- **Study text**:
------------------------

For Peterson, the cattle are hardy and a throwback to her Scottish heritage.
Slimy, Yet Satisfying
The Jelly Melon looks a bit like a cucumber crossed with a blowfish—and tastes as off-putting as that might sound. Also known as the “horn melon,” the fruit’s flesh features mostly seeds surrounded by the gel “that people usually scrape out of a cucumber,” Brunetti, who wouldn’t choose this variety for taste, says.
“It’s funky,” he says, and a great option “if you don't want your dog to eat all of your cucumbers.”
But Brunetti may be missing out. This cucumber relative is a traditional food in parts of southern Africa, where it's eaten raw, baked whole, or pickled. Other fans claim the jelly melon is "the best thing to happen to a salad."
Nothing says novelty like a snackable tomato that can be eaten one cluster at a time and last for days, even if it looks a bit like, shall we say, a mass of tumors. The “funky looking” fruit, the Reisetomate (pronounced rye-ZAY-toe-MAH-tay) is nicknamed the "travelers tomato" because its cherry tomato-like bulbs can be plucked off one at a time much like a grape cluster for snacking on the go. (“Reise” is German for traveler.)
Perhaps for that reason, the tomato tends to ripen in different stages and is a good source of vitamin C. On flavor, the tomato comes across as strongly acidic. As the RareSeeds.com listing puts it, “The perfect tomato for those who love raw lemons. But who cares? They are still far-out and groovy.”
That's A Long Bean
Also known as long beans or asparagus beans, and available in green, red and purple, the Chinese Noodle Bean variety can grow up to a yard in length and is typically grown on a trellis system.
“You can’t think of them like the beans in your mother’s casserole,” says Baker Creek's Gettle, who adds that these beans are just as flavorful as the Kentucky Wonder bean we’re all used to, but more fun.
The main incentive for a cook is that the long strands of beans are string-less and can be diced for a stir-fry by feeding one long bean under the knife.
Not to mention, “it’s a real show-stopper” in the garden, says the Smithsonian's Brunetti. He gets especially good reactions from children who think the mature pods look like “witch fingers.”
It's Easy Being Green
The thought of green tortillas, cornbread or tamales is what makes Oaxacan green corn exciting to gardeners and a growing number of chefs.

------------------------

- **Records provided**:

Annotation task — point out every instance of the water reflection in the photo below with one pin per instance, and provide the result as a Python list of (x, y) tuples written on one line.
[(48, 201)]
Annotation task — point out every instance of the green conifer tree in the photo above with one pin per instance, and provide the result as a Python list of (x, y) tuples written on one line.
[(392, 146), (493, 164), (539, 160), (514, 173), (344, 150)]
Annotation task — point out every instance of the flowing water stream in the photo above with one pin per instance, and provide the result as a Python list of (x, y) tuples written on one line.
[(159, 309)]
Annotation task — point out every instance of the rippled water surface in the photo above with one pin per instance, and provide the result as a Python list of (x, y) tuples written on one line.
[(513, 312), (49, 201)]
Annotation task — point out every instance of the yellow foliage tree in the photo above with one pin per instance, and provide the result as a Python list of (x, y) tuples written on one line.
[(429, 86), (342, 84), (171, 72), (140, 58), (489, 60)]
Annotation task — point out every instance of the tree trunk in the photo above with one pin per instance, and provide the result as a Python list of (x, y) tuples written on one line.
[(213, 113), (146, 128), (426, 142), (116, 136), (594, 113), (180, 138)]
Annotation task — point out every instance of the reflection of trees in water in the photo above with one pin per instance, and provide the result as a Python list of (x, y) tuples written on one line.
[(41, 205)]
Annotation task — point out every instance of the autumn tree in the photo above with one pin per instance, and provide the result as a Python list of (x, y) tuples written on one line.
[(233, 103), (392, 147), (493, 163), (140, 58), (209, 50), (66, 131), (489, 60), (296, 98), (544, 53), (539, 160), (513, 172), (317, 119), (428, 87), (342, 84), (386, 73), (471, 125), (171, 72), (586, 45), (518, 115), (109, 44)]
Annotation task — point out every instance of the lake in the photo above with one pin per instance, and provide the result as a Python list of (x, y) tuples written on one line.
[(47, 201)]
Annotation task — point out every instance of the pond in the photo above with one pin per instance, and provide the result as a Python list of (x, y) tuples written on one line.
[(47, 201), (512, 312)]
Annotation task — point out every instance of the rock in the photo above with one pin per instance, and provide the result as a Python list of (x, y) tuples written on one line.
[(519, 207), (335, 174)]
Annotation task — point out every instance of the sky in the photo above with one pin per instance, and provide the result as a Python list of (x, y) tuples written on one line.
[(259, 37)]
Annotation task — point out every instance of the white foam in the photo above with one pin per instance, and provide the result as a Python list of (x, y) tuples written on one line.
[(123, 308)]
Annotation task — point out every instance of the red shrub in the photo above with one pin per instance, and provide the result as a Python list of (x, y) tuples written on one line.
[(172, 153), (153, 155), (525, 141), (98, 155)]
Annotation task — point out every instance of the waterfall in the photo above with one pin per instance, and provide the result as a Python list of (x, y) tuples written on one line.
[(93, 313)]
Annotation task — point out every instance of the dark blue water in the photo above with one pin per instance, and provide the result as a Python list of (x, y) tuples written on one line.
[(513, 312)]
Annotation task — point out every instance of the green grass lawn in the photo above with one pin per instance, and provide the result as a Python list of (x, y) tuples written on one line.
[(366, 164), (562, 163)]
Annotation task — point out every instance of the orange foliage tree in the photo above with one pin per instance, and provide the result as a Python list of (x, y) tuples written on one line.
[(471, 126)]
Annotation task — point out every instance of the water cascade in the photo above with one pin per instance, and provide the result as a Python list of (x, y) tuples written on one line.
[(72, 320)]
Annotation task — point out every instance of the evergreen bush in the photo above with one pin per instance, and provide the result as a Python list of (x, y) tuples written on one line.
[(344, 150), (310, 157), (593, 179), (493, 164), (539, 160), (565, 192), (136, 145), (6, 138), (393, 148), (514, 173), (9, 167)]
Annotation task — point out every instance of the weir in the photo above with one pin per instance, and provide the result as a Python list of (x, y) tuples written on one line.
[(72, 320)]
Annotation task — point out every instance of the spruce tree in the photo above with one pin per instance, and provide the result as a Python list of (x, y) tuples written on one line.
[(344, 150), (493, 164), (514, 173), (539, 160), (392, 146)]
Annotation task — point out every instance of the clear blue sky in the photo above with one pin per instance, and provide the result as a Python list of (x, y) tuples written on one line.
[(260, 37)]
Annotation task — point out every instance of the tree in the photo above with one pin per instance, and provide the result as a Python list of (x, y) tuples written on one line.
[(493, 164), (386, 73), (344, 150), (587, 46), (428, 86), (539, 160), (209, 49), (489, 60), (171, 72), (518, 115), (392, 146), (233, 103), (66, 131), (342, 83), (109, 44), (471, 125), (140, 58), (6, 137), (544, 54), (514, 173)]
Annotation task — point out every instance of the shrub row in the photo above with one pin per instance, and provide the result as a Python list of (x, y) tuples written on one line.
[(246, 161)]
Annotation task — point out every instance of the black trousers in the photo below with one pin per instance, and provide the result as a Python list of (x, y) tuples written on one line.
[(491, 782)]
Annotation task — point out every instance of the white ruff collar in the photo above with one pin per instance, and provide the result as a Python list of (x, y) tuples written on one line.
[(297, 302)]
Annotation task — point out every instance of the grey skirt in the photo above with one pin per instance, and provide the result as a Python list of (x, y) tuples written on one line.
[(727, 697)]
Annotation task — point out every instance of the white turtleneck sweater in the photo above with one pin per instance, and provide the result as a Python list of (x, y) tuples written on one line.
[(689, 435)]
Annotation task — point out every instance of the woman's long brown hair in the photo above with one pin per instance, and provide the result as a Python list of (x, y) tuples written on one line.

------------------------

- **Tasks**:
a - In the text on unusual garden crops, how long can the Chinese Noodle Bean grow?
b - Resume the text on unusual garden crops, starting after its final sentence about Oaxacan green corn.

- **Expected outputs**:
a - Up to a yard in length.

b -
The Zapotec Indians of southern Mexico grew the variety for centuries to make green tamales, according to Seed Savers. And with stalks that measure up to seven feet, this variety could be the centerpiece of a “Three Sisters” planting of corn, beans and squash.
The green corn works best for drying and grinding into flour that can then be used in dishes like polenta — green polenta, that is.
The Okinawa purple sweet potato, also common to Hawaii, makes the orange variety look like a health food imitator by comparison. For starters, the Okinawan traditional diet—which included a lot of these potatoes—is thought to contribute to the Okinawan people's extraordinary longevity.
The arresting, almost tie-dyed hue of its flesh indicates a high presence of anthocyanins, which help protect against a variety of human diseases, and is a better source of antioxidants than blueberries.
Today, the purple variety is becoming popular among Paleo dieters looking for a little more color and willing to overlook a less sweet flavor.
While it might be lore that Queen Anne carried this fragrant melon in a pocket of her dress to cover up body odor, historic seed catalogs indicate that Victorian-era women did.
A letter from 1859 refers to the Queen Anne's Pocket Melon as “smell lemon” and noted their potpourri-like use in homes and that children were fond of tossing them like balls.
Also known as the “Plum Granny,” the diminutive melon is known more for its scent than its flavor, which is not as sweet as other varieties. A 1950s source recommends slicing and preserving them in molasses or feeding them to the hogs.